» Task statement: Repeat word for word the article below about Amsterdam's plan to remove parking spaces from its city center.

» Document segment:
Clearing away space for cars could create room for more bike parking, which is at a premium in central Amsterdam Kevin Coombs/Reuters

Amsterdam plans to systematically strip its center of parking spaces in the coming years, making way for bike lanes, sidewalks, and more trees.

This week, Amsterdam is taking its reputation for pro-bike, anti-car polices one step further by announcing that it will systematically strip its inner city of parking spaces.

Amsterdam transit commissioner Sharon Dijksma announced Thursday that starting this summer, the city plans to reduce the number of people permitted to park in the city core by around 1,500 per year. These people already require a permit to access a specific space (and the cost for that permit will also rise), and so by reducing these permits steadily in number, the city will also remove up to 11,200 parking spaces from its streets by the end of 2025.

The cleared spaces won’t be left empty, however. As room for cars is removed, it will be replaced by trees, bike parking, and wider sidewalks, allowing Amsterdammers to instantly see and feel the benefits of what will still be a fairly controversial policy among drivers.

How can the city get away with it? Put simply, Amsterdam’s government has been given a mandate to. The city is currently being run by a coalition of left and centrist parties in which the Green Left party (GroenLinks) has the largest share. A promise to reduce parking space formed part of the initial coalition agreement. It also helps that no driver will actually be stripped of the right to park. Rather than revoking permits, the city will simply not replace any that are given up when drivers leave the city, give up their cars, or die. In this way, the city reckons it can naturally do away with about 1,100 permits a year.

» Information shown:
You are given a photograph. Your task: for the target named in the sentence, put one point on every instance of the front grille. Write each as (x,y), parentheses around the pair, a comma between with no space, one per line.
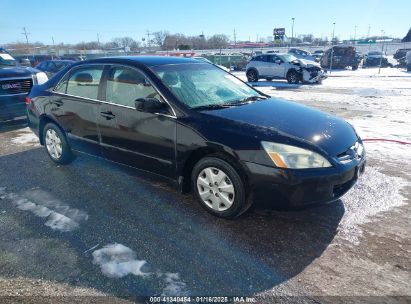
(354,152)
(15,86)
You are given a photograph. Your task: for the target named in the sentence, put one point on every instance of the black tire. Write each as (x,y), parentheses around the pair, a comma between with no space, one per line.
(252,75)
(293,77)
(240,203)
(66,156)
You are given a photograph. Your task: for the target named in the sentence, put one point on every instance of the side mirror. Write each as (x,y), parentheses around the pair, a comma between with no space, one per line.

* * *

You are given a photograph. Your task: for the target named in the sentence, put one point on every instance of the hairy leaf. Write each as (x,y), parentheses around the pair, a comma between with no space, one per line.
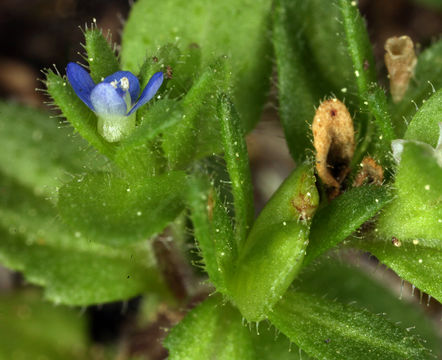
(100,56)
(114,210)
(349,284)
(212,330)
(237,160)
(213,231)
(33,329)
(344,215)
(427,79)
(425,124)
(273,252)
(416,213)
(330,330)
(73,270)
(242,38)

--

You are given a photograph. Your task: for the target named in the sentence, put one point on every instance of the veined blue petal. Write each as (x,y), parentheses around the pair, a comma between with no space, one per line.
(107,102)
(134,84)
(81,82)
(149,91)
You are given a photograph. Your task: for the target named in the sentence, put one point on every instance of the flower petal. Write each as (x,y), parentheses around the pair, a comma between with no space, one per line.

» Exercise answer:
Clearing away space for cars could create room for more bike parking, which is at a premium in central Amsterdam Kevin Coombs/Reuters

Amsterdam plans to systematically strip its center of parking spaces in the coming years, making way for bike lanes, sidewalks, and more trees.

This week, Amsterdam is taking its reputation for pro-bike, anti-car polices one step further by announcing that it will systematically strip its inner city of parking spaces.

Amsterdam transit commissioner Sharon Dijksma announced Thursday that starting this summer, the city plans to reduce the number of people permitted to park in the city core by around 1,500 per year. These people already require a permit to access a specific space (and the cost for that permit will also rise), and so by reducing these permits steadily in number, the city will also remove up to 11,200 parking spaces from its streets by the end of 2025.

The cleared spaces won’t be left empty, however. As room for cars is removed, it will be replaced by trees, bike parking, and wider sidewalks, allowing Amsterdammers to instantly see and feel the benefits of what will still be a fairly controversial policy among drivers.

How can the city get away with it? Put simply, Amsterdam’s government has been given a mandate to. The city is currently being run by a coalition of left and centrist parties in which the Green Left party (GroenLinks) has the largest share. A promise to reduce parking space formed part of the initial coalition agreement. It also helps that no driver will actually be stripped of the right to park. Rather than revoking permits, the city will simply not replace any that are given up when drivers leave the city, give up their cars, or die. In this way, the city reckons it can naturally do away with about 1,100 permits a year.